■ Exercise brief: Return verbatim the lines of the listing below, from the line containing "Task: put a single marker on each instance of the grass" through the line containing "[(973, 36), (339, 295)]", both of these lines included.

Stored data
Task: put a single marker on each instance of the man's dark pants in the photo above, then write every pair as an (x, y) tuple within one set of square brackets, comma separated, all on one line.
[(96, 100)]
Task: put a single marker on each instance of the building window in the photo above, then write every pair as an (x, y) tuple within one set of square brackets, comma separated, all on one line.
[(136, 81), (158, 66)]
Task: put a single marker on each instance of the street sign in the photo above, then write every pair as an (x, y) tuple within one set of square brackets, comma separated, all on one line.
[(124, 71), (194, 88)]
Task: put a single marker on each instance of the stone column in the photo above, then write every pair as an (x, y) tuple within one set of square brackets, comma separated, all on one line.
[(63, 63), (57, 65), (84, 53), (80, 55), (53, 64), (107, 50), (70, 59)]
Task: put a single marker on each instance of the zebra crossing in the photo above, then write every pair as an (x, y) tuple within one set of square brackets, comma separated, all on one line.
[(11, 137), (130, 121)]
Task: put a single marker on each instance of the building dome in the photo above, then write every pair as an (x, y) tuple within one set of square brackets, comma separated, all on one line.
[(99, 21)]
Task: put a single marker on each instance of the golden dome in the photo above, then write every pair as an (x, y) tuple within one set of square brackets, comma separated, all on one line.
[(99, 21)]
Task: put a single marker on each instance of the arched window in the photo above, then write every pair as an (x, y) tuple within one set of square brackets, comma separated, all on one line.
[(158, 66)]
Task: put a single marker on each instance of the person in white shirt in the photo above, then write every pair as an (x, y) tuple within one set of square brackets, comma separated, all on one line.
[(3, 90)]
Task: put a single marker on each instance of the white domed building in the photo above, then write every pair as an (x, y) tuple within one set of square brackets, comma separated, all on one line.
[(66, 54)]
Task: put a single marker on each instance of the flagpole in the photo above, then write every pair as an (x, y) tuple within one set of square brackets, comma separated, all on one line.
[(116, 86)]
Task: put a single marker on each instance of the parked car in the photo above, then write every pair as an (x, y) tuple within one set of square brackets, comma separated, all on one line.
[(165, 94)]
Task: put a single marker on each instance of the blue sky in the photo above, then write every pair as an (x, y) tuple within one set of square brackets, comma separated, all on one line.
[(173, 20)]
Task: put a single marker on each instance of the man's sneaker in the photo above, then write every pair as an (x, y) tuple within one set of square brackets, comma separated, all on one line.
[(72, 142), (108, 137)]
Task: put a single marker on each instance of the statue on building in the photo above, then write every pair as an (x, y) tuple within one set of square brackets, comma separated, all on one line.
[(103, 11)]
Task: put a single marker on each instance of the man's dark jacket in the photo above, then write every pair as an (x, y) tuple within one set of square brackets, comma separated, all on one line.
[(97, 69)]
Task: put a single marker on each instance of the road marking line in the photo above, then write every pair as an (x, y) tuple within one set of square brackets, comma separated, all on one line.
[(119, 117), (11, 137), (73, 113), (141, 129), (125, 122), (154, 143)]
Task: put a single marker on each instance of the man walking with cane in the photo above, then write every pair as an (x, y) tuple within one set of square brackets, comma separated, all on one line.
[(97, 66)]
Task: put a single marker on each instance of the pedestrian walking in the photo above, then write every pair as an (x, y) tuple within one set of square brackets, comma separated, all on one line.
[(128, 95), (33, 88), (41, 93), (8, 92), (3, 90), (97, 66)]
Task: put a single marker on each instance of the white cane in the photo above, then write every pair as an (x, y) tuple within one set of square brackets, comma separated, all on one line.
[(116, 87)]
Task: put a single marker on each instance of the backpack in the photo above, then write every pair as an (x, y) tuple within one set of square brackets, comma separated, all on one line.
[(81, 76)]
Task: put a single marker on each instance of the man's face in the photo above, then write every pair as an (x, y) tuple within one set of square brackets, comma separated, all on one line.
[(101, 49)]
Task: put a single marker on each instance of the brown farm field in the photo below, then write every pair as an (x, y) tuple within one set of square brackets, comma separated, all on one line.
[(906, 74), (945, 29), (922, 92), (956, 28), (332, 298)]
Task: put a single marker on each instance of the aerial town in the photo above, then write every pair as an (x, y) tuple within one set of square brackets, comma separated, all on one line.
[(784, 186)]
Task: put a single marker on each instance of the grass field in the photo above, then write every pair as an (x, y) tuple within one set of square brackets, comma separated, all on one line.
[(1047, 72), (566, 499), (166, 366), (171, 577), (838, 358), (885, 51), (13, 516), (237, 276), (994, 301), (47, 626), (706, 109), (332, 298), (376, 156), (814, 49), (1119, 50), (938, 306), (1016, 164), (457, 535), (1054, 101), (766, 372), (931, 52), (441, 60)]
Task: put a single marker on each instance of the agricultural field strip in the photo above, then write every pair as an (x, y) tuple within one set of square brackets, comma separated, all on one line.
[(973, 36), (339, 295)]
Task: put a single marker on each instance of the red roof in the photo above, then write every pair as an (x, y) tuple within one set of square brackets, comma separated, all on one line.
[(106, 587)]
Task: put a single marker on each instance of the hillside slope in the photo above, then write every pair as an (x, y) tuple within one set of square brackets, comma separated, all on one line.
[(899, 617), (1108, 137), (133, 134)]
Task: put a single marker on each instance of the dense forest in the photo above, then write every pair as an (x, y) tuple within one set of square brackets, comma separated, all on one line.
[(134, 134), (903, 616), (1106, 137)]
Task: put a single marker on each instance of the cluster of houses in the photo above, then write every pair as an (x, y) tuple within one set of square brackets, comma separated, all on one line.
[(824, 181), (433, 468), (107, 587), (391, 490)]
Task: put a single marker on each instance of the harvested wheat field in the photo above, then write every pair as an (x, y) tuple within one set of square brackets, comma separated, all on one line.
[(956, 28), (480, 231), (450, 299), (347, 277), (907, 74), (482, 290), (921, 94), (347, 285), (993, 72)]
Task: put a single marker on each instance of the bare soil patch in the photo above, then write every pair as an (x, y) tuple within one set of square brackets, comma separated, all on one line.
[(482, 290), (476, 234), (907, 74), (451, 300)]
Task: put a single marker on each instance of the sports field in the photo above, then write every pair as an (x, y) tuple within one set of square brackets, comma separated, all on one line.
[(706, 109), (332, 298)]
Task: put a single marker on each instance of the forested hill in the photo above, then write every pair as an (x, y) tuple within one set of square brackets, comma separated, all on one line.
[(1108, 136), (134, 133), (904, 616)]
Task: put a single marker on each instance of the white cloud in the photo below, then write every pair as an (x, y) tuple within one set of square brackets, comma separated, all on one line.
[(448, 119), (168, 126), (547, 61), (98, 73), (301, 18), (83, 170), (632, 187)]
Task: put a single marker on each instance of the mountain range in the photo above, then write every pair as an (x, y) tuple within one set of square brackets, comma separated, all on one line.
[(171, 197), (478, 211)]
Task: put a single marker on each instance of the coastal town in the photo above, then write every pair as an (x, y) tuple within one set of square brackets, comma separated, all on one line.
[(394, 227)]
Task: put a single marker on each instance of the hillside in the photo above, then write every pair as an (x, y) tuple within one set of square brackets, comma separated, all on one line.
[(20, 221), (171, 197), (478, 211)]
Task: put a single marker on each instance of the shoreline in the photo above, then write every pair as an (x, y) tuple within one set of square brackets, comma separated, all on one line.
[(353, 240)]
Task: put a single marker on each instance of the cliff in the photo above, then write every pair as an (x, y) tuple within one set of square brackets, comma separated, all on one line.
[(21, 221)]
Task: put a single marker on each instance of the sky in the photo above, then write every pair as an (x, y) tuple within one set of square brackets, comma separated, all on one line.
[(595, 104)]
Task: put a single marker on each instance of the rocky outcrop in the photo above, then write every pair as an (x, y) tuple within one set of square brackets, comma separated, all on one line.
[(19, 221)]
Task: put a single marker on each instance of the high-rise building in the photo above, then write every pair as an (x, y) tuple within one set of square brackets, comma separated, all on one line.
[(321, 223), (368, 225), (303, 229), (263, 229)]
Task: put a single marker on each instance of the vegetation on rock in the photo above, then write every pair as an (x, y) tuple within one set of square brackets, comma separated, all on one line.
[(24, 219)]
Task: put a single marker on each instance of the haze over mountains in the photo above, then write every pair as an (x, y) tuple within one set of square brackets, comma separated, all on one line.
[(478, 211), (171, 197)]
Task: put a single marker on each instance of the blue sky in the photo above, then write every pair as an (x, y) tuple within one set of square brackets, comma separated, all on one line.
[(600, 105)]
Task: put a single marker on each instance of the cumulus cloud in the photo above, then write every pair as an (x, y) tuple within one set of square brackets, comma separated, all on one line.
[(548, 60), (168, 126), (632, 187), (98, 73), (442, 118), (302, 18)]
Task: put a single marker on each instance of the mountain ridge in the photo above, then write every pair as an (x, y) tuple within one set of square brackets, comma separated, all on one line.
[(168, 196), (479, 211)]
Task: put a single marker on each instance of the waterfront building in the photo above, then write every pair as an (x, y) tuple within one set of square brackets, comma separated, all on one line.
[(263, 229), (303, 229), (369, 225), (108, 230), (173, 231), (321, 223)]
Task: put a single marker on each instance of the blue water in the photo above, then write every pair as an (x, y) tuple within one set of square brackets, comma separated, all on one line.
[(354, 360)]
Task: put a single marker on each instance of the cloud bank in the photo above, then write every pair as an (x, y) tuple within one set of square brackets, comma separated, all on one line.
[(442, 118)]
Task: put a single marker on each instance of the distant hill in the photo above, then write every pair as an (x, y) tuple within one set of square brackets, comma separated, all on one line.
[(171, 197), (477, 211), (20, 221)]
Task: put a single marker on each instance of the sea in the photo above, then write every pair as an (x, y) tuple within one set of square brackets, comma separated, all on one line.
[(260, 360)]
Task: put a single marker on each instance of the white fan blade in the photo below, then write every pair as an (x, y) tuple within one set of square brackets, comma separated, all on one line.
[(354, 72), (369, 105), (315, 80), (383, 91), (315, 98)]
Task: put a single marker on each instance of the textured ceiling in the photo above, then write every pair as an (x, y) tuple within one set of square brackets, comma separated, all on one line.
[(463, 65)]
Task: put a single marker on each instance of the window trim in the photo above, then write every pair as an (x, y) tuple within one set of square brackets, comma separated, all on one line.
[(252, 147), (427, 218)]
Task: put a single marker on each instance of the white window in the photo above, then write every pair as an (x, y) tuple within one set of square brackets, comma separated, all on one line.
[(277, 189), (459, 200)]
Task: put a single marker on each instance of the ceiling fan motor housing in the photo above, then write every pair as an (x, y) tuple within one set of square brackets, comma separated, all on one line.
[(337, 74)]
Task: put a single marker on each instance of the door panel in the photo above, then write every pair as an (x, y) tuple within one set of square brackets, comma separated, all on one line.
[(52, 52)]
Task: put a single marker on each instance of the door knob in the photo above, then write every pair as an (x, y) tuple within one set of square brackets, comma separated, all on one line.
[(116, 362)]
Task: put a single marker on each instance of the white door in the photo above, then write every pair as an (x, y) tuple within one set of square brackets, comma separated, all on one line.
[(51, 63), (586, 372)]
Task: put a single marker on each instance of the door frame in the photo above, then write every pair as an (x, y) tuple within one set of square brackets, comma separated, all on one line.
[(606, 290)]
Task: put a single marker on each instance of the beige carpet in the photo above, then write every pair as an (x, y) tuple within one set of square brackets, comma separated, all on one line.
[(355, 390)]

■ Answer to this task:
Task: put a single marker on each instance of the grass field in the photo above, then write every pair as an (x, y) tuple within one set of square brackets, comma separated, all on one line.
[(1047, 72), (566, 499), (166, 366), (171, 577), (838, 358), (885, 51), (13, 516), (237, 276), (994, 301), (47, 626), (706, 109), (332, 298), (376, 156), (814, 49), (1119, 50), (938, 306), (1016, 164), (457, 535), (1054, 101), (766, 372), (931, 52), (441, 60)]
Task: put a single marker on each instance of the agricultural field strip in the photo above, then write every pair as an (x, y) tuple within one set of square brackets, comma separated, all on one line.
[(973, 36), (339, 295)]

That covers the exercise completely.